'You are what you wear'
Dress and Costume in Renaissance and Baroque drawings from Christ Church
15 February - 4 June
A dress, a hat or an item of jewellery can help to identify a person in a painting or sculpture. However, items of costume that might have been easily understood in the Renaissance have become more difficult to read today. In the portrait of Beatrice d’Este (in the Red Gallery at Christ Church) the sitter wears a string of pearls with a pendant consisting of an emerald, ruby and pear-shaped pearl. This seems to be a piece of jewellery that Ludovico Sforza, Duke of Milan, sent as a gift to his bride, Beatrice d’Este, six months before their wedding in 1491. The colours of the jewels of the pendant (green, red and white) pick up Ludovico’s heraldic colours.

[Material provided]

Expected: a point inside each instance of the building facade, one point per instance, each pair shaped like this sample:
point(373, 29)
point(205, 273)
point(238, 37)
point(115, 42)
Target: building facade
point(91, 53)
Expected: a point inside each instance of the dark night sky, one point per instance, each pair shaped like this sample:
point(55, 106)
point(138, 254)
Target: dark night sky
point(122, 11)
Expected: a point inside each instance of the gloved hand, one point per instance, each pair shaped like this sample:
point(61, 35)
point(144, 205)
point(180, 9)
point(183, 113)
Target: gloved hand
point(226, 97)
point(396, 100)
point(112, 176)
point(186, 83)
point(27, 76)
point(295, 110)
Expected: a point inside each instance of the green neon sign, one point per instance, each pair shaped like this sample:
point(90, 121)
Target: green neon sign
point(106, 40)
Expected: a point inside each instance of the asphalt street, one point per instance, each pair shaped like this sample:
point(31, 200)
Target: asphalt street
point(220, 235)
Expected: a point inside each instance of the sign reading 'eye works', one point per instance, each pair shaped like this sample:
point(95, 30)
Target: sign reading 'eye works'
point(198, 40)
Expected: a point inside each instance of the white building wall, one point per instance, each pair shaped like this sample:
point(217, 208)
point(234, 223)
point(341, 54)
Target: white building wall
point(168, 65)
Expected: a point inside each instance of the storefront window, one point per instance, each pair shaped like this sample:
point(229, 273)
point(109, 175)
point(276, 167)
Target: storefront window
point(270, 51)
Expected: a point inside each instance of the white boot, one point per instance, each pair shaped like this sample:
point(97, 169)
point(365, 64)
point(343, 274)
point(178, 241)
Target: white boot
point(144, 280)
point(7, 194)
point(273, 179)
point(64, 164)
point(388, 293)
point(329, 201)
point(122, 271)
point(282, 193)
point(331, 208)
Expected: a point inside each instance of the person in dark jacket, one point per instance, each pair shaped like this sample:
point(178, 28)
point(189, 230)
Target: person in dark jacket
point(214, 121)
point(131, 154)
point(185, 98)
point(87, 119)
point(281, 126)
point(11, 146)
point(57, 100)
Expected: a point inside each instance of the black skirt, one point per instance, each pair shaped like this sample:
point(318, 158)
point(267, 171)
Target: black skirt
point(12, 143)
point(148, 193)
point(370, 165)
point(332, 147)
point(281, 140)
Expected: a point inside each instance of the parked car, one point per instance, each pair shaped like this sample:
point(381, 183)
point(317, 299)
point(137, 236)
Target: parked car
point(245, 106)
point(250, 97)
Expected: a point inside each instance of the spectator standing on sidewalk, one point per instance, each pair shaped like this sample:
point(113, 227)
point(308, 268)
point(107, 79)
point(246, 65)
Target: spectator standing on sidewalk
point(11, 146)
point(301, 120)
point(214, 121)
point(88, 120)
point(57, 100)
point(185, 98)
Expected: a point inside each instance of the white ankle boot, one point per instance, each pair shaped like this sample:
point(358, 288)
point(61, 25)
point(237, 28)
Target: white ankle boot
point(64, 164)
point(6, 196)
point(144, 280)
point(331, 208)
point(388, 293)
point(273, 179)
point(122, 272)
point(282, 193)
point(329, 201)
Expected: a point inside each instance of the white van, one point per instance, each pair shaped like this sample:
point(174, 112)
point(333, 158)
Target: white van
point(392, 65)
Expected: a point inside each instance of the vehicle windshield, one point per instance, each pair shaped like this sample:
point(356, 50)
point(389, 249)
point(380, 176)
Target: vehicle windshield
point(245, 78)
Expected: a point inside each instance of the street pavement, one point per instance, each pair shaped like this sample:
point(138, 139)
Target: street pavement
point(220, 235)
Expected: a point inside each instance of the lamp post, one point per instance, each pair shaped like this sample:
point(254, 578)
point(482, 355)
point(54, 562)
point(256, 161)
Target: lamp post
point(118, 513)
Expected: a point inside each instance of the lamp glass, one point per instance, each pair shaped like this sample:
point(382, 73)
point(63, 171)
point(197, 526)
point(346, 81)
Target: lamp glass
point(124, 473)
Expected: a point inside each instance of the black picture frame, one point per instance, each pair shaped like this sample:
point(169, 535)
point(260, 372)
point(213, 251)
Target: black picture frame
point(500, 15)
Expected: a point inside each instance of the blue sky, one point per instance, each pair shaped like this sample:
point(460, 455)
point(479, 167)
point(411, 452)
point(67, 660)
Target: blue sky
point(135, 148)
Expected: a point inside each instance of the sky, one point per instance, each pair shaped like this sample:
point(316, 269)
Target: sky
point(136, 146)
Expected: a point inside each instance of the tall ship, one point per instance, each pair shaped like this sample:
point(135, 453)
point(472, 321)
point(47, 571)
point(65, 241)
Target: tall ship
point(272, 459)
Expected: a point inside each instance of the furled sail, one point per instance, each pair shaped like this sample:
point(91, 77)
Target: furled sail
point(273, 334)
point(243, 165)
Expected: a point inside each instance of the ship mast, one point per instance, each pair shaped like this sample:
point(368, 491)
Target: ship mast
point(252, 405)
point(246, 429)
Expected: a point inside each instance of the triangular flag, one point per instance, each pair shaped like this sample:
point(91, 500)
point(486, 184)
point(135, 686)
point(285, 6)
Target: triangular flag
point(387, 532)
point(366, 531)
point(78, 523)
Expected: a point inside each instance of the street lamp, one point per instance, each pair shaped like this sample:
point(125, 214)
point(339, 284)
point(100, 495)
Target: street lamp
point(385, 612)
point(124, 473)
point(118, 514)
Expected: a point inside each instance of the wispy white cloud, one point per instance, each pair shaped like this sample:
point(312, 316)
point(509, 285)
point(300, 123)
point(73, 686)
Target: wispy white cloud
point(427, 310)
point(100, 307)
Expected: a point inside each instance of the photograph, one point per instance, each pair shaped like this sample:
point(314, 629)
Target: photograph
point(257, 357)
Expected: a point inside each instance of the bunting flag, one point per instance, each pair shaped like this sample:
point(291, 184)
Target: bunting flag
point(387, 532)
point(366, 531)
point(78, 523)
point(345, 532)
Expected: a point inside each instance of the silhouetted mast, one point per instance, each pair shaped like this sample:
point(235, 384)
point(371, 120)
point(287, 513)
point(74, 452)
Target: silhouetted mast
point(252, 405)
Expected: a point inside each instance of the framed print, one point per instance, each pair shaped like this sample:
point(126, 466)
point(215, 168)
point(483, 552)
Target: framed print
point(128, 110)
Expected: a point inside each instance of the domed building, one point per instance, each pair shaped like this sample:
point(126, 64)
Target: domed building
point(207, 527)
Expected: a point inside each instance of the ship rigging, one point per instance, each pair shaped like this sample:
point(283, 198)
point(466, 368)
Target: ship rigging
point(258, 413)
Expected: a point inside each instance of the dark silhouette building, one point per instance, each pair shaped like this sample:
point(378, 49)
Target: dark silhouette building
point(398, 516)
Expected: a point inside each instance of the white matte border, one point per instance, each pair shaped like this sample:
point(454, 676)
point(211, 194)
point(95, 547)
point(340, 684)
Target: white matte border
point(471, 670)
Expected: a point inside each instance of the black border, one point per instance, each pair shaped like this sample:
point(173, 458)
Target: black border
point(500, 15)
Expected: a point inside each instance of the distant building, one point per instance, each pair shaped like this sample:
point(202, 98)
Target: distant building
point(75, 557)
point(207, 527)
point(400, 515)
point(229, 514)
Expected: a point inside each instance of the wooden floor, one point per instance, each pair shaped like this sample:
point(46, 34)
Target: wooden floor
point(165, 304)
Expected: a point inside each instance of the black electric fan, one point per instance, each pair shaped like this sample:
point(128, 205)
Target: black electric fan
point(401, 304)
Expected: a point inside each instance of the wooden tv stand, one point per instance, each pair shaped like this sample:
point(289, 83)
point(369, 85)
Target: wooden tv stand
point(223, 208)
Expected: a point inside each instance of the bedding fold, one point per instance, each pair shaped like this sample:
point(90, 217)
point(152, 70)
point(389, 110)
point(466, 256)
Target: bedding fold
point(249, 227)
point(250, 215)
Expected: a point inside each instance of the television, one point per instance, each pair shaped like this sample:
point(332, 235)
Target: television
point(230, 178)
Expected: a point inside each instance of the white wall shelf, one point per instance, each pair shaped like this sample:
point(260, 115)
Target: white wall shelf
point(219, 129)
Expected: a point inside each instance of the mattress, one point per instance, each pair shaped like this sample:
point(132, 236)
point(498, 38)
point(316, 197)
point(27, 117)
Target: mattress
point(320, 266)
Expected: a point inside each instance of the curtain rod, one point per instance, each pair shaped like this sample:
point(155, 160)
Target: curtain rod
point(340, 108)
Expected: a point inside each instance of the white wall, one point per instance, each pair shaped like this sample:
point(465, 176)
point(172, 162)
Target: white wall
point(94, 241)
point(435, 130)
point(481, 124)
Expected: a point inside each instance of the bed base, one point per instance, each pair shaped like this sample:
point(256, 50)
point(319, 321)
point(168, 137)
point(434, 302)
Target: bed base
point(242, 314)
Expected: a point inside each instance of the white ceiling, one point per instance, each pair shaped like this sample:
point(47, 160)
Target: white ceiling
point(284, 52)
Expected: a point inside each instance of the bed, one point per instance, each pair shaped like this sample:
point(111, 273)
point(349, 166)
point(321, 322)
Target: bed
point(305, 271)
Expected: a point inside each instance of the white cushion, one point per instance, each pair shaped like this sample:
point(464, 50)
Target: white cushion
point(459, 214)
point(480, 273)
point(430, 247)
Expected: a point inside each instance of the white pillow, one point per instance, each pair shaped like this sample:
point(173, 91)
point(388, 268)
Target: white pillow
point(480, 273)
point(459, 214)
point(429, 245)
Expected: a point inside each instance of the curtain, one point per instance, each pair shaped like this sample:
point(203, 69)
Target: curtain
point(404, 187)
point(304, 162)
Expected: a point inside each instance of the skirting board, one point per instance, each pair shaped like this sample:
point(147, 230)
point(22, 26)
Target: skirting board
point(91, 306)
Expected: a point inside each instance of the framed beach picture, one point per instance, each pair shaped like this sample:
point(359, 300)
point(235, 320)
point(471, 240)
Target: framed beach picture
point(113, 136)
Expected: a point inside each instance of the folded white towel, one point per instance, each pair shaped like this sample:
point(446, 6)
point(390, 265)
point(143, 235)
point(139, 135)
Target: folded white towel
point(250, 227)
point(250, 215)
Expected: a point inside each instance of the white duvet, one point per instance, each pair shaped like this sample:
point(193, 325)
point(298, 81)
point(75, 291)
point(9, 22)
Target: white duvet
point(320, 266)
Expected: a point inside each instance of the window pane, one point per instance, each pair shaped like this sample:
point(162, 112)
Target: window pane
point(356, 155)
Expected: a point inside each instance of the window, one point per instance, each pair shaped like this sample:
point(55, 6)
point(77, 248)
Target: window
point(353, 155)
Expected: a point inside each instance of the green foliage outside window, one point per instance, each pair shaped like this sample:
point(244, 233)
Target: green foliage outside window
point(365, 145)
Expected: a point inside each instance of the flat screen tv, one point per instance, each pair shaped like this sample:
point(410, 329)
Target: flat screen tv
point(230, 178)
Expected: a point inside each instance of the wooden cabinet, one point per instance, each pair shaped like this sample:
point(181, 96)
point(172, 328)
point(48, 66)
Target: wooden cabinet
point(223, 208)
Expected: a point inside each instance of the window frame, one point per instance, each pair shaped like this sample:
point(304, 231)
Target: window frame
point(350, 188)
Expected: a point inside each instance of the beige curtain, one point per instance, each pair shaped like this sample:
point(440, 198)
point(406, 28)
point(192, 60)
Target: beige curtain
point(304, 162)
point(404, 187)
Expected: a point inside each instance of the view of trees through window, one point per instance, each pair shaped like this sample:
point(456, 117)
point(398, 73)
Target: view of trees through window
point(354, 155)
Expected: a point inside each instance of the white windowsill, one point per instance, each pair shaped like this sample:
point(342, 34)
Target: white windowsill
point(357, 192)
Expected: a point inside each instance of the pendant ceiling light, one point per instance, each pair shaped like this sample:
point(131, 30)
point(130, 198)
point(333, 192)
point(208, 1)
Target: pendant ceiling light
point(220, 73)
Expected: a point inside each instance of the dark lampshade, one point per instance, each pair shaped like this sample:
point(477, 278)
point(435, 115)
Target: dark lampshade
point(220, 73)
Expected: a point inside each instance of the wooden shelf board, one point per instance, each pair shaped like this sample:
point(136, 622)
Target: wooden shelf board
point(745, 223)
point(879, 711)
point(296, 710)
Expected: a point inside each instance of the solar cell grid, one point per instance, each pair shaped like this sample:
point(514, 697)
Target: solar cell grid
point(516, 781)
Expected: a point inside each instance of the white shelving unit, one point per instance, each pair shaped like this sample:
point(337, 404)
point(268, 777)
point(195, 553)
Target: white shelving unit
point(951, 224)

[Exercise 1] Rewrite the paragraph of the exhibition text beginning "A dress, a hat or an item of jewellery" as a shorter paragraph that keeps its main facts.
[Exercise 2] List every item that the exhibition text says makes up the pendant in the portrait of Beatrice d’Este.
The entries are unrelated to the exhibition text.

[Exercise output 1] Costume can identify a person in a painting or sculpture, but Renaissance costume that was once easily understood is harder to read today. In the portrait of Beatrice d’Este in the Red Gallery at Christ Church, she wears a string of pearls with a pendant of an emerald, a ruby and a pear-shaped pearl. This appears to be the jewel that Ludovico Sforza, Duke of Milan, sent his bride six months before their 1491 wedding. Its green, red and white match Ludovico’s heraldic colors.

[Exercise output 2]
- An emerald
- A ruby
- A pear-shaped pearl